**Избранный отрывок:**
-----

Анна Ильинична (anna_gaikalova) wrote,
Анна Ильинична
anna_gaikalova

Category:

ОТЦЫ И ДЕТИ

                

 

            - Затрагивается  ли в романе "День девятый"  проблемы отцов и детей?

           
           - Да. Роман рассказывает о судьбах двух семей,  существующих отдельно, но неведомой нитью связанных между собой. По мере раскрытия сюжета, дороги героев пересекаются, и пусть не все хитросплетения судьбинных дорог в конце концов становятся явными  для действующих лиц, но вместе с ними мы не можем не поразиться неисповедимости Божьего промысла.

            Если есть семьи, значит, как правило, есть и дети, а это влечет неизбежные и вечные проблемы поколений. Как надо воспитывать ребенка, чтобы он вырос благополучным? Оберегать или закалять? Настаивать на своем, чтобы уберечь детей от повторения собственных ошибок или оставить за ними право самим набрать свой опыт и сделать выводы в свой час? Но где гарантия, что  ошибки родителей не сломают детей? Как  остаться нужным своим детям, не обесточив их излишним попечением и не лишив их тем самым возможности выживать в одиночку?

-----

**Короткое задание 1:**
О судьбах скольких семей рассказывает роман «День девятый», согласно отрывку?
**Короткое задание 2:**
Продолжите отрывок о романе «День девятый», начиная сразу после его последней фразы.
Материалы с отрывком никак не связаны.

**Предоставленные материалы:**
-----

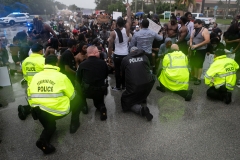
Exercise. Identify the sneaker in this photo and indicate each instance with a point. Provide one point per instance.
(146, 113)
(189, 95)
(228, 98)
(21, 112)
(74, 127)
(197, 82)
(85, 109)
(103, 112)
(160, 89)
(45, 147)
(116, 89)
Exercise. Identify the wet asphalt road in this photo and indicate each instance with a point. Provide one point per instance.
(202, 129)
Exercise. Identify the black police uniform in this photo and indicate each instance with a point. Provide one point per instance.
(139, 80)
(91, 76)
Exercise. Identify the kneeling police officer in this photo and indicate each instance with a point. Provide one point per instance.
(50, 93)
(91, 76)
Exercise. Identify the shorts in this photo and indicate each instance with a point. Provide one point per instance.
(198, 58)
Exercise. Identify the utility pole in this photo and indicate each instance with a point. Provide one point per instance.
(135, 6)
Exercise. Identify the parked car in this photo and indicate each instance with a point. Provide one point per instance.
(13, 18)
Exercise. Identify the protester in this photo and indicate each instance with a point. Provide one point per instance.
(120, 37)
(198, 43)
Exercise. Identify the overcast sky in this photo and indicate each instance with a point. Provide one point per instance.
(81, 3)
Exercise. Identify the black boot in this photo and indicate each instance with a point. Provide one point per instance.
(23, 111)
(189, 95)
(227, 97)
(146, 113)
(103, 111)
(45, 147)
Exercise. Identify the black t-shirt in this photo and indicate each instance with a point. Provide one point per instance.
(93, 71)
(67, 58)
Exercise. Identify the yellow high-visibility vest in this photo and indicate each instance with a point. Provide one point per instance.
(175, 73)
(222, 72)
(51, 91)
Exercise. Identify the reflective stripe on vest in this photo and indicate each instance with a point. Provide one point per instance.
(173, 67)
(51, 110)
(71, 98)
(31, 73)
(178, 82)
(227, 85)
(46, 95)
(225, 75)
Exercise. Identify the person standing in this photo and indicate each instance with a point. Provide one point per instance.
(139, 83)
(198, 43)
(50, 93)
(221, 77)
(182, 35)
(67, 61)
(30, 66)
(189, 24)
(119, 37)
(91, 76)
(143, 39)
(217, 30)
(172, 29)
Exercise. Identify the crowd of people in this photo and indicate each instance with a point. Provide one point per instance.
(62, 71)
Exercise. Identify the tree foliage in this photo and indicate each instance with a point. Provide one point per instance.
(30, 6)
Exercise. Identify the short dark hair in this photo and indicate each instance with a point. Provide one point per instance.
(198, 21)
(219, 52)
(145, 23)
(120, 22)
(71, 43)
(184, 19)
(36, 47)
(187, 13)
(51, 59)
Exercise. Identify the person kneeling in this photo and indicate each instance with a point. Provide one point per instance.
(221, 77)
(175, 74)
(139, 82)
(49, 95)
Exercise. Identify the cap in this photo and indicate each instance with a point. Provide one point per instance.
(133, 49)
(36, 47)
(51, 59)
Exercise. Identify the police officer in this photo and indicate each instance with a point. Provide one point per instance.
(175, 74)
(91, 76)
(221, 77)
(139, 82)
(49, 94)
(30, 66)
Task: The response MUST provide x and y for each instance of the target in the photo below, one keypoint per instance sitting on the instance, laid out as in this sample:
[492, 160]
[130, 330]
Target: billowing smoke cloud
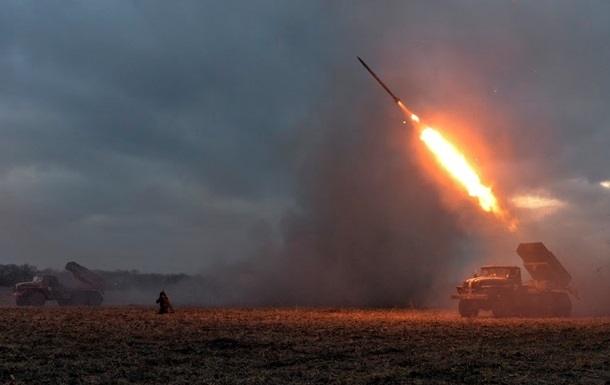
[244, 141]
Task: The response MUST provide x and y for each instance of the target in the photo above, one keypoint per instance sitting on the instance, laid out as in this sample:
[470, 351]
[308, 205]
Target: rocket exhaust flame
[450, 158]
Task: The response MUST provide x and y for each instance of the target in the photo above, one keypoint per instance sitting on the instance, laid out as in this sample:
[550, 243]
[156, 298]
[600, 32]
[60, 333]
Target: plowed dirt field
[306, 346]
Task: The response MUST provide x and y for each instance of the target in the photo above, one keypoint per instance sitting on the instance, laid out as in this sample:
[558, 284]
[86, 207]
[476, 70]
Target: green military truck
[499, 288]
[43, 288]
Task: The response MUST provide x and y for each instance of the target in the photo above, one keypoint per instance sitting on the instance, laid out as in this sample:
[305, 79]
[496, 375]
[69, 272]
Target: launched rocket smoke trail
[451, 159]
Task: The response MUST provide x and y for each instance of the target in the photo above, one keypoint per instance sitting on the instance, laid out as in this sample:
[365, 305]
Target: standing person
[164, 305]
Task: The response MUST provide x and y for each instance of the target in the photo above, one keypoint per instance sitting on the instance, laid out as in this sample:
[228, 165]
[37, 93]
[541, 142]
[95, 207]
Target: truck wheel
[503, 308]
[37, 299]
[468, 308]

-----

**Результат задания 1:**
О судьбах двух семей.

**Результат задания 2:**
            Как наши собственные родители воспитывали нас? Что мы запомнили, что приняли и что отвергли из переосмысленного? Отторгли или благословили опыт родителей, пусть даже деструктивный? Сделались ли мы осознанными проводниками родительских  успехов или несознательно вступили на путь повторения их программ, от которых страдали?  Сохранились ли в наших сердцах неосознанные обиды или же мы вознесли своих родителей на постамент, даже в помыслах не допуская, что они могли быть не правы?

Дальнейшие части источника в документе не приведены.